### JOB
The line containing "lips shown in the photo above." marks where to begin; quote it and every line after it through the end of the data, exactly as written.

### Entries from a point annotation set

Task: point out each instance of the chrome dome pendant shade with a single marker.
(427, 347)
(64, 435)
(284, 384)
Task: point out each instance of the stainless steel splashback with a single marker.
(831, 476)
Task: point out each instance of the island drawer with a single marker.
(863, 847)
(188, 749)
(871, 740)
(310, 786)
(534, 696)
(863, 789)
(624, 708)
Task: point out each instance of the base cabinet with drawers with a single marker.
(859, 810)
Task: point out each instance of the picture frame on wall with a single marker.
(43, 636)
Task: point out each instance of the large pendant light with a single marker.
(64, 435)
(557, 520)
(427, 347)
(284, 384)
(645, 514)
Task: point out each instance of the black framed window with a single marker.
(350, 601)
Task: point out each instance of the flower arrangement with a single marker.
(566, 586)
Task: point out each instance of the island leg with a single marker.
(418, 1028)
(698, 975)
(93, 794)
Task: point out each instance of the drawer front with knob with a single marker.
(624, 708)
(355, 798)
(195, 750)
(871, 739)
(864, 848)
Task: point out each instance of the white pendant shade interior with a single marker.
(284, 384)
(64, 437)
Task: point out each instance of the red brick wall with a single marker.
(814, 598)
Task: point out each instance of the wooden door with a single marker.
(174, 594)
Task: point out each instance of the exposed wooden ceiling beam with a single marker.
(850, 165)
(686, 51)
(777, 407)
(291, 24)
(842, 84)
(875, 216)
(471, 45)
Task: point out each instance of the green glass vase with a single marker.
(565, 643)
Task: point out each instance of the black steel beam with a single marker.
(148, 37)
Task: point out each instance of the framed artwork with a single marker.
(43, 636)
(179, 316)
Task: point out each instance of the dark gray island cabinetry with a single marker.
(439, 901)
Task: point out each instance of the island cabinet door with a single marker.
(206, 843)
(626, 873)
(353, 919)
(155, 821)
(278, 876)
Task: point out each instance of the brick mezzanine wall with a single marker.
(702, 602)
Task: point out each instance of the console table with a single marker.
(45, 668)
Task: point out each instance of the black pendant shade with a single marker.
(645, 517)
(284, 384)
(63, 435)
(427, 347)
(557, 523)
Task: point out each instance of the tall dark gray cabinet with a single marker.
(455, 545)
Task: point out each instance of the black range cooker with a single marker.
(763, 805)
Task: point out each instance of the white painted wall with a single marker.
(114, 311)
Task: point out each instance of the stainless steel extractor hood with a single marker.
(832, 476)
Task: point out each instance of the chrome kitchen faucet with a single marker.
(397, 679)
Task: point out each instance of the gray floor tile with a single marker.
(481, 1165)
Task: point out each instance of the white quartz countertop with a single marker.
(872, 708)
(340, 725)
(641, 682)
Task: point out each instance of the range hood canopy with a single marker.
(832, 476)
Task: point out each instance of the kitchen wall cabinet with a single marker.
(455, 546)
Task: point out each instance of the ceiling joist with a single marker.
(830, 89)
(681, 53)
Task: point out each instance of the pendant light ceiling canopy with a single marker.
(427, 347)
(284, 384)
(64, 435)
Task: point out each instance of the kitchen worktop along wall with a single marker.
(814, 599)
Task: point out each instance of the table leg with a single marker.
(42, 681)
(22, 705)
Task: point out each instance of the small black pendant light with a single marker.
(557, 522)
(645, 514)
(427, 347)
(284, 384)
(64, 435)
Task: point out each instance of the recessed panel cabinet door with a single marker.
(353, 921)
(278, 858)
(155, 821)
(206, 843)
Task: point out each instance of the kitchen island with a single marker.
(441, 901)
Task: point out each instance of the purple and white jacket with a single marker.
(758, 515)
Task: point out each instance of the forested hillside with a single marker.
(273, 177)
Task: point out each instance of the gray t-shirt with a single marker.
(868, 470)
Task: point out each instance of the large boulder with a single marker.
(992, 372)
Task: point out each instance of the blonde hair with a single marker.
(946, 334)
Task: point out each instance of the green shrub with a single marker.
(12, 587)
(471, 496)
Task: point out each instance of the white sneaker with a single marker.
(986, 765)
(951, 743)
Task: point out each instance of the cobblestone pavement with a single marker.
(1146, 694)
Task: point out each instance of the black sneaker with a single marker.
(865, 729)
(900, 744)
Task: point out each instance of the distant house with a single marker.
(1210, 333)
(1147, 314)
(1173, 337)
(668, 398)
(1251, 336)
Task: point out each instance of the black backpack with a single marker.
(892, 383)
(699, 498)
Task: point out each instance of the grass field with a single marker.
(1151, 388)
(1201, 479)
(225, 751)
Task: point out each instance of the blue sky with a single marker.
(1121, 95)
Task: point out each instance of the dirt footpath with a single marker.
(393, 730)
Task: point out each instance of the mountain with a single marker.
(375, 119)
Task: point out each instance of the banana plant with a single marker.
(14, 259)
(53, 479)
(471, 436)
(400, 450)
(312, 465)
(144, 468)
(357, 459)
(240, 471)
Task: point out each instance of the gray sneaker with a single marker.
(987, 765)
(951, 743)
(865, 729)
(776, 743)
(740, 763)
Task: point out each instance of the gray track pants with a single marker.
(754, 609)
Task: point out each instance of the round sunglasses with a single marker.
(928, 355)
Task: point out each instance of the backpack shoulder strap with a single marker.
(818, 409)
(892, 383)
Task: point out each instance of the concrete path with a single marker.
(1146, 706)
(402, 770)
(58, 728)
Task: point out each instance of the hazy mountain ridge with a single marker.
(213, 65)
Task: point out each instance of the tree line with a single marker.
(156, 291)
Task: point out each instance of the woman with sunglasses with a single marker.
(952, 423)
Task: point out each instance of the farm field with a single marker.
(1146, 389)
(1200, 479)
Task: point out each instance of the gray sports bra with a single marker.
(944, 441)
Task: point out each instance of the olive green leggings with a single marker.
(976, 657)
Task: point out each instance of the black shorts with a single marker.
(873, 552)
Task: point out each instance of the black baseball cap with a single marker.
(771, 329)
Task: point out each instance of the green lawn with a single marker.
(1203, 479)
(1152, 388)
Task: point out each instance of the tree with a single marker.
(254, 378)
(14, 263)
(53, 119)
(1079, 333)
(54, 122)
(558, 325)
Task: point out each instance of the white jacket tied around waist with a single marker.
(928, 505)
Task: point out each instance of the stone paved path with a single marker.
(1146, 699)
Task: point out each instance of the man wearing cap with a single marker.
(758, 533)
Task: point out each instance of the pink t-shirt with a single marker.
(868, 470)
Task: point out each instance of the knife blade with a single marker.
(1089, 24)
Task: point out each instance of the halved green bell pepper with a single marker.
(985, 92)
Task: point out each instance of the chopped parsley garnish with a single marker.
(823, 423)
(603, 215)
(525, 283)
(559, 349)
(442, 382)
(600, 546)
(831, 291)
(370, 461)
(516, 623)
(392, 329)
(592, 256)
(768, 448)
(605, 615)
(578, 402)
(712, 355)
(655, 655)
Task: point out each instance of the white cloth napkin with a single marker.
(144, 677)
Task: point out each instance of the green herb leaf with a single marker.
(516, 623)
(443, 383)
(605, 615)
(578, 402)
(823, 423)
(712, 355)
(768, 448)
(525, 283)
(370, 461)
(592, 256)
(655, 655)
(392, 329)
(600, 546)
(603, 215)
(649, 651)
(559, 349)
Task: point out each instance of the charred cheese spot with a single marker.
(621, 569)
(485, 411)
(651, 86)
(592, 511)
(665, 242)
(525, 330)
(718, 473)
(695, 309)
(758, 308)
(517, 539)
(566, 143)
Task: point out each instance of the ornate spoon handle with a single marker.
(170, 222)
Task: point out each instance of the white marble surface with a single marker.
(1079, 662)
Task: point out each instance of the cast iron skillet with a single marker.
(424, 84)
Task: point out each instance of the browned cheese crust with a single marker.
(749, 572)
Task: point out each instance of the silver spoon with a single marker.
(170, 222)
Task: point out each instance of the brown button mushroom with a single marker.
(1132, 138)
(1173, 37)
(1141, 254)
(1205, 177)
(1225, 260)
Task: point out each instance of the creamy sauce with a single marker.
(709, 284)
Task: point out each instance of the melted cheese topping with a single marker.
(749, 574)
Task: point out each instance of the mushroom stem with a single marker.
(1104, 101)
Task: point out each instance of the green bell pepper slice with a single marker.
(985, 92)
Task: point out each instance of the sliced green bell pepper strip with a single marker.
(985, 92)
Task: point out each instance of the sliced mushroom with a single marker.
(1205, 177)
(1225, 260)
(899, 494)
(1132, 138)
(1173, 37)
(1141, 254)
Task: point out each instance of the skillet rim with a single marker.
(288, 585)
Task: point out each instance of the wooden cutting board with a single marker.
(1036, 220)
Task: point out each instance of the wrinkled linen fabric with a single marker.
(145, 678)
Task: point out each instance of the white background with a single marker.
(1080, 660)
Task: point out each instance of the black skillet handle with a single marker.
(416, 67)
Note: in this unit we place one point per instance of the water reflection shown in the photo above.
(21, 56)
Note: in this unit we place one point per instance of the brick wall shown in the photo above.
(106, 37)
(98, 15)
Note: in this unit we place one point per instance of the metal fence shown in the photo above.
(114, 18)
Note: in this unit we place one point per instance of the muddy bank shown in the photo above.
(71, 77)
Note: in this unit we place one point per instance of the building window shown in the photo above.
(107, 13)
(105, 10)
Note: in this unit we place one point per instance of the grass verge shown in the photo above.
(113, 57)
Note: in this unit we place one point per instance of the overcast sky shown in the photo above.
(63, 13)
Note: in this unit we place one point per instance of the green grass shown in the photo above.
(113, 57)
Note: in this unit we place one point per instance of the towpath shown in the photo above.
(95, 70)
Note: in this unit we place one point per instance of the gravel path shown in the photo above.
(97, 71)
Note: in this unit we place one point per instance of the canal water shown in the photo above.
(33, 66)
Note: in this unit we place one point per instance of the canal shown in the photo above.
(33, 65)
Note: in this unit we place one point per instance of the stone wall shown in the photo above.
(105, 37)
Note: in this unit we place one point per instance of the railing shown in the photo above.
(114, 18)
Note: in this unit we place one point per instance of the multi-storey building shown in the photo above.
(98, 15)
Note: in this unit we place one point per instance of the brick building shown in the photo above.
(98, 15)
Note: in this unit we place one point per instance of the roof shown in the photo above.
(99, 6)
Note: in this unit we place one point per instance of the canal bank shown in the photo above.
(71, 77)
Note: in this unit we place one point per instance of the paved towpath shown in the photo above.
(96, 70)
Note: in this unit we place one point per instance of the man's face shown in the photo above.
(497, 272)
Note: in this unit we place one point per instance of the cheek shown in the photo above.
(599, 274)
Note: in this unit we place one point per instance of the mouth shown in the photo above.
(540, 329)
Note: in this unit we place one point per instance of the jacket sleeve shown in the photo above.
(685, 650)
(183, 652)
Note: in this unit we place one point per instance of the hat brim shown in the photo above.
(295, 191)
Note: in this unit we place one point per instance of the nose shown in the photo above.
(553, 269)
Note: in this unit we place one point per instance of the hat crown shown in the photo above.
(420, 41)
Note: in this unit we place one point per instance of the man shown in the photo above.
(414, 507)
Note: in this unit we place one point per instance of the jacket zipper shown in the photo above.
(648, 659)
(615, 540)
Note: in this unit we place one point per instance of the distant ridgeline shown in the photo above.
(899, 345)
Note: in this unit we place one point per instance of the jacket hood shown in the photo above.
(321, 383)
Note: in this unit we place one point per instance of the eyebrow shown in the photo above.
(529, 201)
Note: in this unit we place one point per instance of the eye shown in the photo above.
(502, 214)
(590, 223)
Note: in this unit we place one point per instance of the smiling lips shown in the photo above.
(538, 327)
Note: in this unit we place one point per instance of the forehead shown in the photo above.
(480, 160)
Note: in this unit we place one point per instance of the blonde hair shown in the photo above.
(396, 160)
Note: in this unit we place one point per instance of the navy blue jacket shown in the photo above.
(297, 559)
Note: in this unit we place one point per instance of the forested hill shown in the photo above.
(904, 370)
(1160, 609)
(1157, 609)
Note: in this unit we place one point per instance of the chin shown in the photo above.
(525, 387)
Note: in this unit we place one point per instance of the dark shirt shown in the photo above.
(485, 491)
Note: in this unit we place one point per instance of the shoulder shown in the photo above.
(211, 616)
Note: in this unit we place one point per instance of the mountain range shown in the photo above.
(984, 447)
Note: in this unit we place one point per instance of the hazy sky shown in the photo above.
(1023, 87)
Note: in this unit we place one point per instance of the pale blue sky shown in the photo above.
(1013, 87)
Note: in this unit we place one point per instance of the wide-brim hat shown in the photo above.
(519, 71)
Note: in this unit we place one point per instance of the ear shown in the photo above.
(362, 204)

### TASK ANSWER
Note: in this unit we place one point per instance of the smiling lips shown in the photo above.
(538, 327)
Note: in this unit we place one point per instance of the forehead shown in the photo above.
(480, 160)
Note: in this unit we place one point per instance of the blonde hair shown in the photo above.
(396, 160)
Note: in this unit we place one point per instance of the navy blue jacket shown in the photo above.
(297, 559)
Note: in this unit we place one point per instance of the forested hill shown in the photo above.
(904, 370)
(1160, 609)
(1157, 609)
Note: in this unit we place one point per instance of the chin shown in the photo above.
(525, 387)
Note: in this unit we place one point per instance of the dark shirt shown in the photo above.
(485, 491)
Note: in this unit we place one point per instance of the shoulder shown in the photo above.
(211, 616)
Note: in this unit we place one point per instance of the mountain range shown in the photo above.
(984, 447)
Note: in this unit we place one point per instance of the hazy sky shown in the photo above.
(1023, 87)
Note: in this unit we place one point per instance of the pale blue sky shown in the photo above.
(1013, 87)
Note: in this unit we place one point per instance of the wide-brim hat shown in the photo above.
(519, 71)
Note: in this unit we place one point per instance of the ear shown in the photo above.
(362, 204)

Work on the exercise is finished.